** start of RAW RECORDS **

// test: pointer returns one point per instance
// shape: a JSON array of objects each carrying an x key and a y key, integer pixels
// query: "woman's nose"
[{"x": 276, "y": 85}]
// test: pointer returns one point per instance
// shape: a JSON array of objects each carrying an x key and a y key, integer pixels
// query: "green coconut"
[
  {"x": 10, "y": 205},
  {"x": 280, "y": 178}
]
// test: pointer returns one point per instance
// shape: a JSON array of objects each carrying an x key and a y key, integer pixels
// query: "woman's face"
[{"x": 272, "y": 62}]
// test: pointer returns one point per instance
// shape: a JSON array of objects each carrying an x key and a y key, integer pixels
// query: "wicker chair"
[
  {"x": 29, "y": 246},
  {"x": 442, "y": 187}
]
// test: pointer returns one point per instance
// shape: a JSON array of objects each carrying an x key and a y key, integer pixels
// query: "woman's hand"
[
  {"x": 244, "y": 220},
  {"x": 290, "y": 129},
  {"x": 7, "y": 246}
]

** end of RAW RECORDS **

_WHAT IS BEING ASKED_. Recast every line of the items above as a JSON list of strings, with one string per line and any blank lines left out.

_TASK ANSWER_.
[
  "// test: pointer returns one point per instance",
  "// shape: a JSON array of objects each carrying an x key and a y key, integer pixels",
  "// query: \"woman's nose\"",
  "[{\"x\": 276, \"y\": 85}]",
  "// test: pointer returns one point per instance",
  "// shape: a JSON array of objects each carrying an x key and a y key, integer pixels",
  "// query: \"green coconut\"",
  "[",
  "  {\"x\": 10, \"y\": 205},",
  "  {\"x\": 280, \"y\": 178}",
  "]",
  "// test: pointer returns one point per instance",
  "// shape: a JSON array of objects each carrying an x key and a y key, integer pixels",
  "// query: \"woman's face\"",
  "[{\"x\": 272, \"y\": 62}]",
  "// test: pointer returns one point per instance",
  "// shape: a JSON array of objects each carrying an x key and a y key, integer pixels",
  "// query: \"wicker chair\"",
  "[",
  "  {\"x\": 29, \"y\": 246},",
  "  {\"x\": 442, \"y\": 187}",
  "]",
  "// test: pointer returns one point per instance",
  "// shape: a JSON array of objects each carrying an x key and a y key, integer pixels",
  "// query: \"woman's hand\"",
  "[",
  "  {\"x\": 244, \"y\": 220},",
  "  {\"x\": 290, \"y\": 129},",
  "  {\"x\": 7, \"y\": 246}",
  "]"
]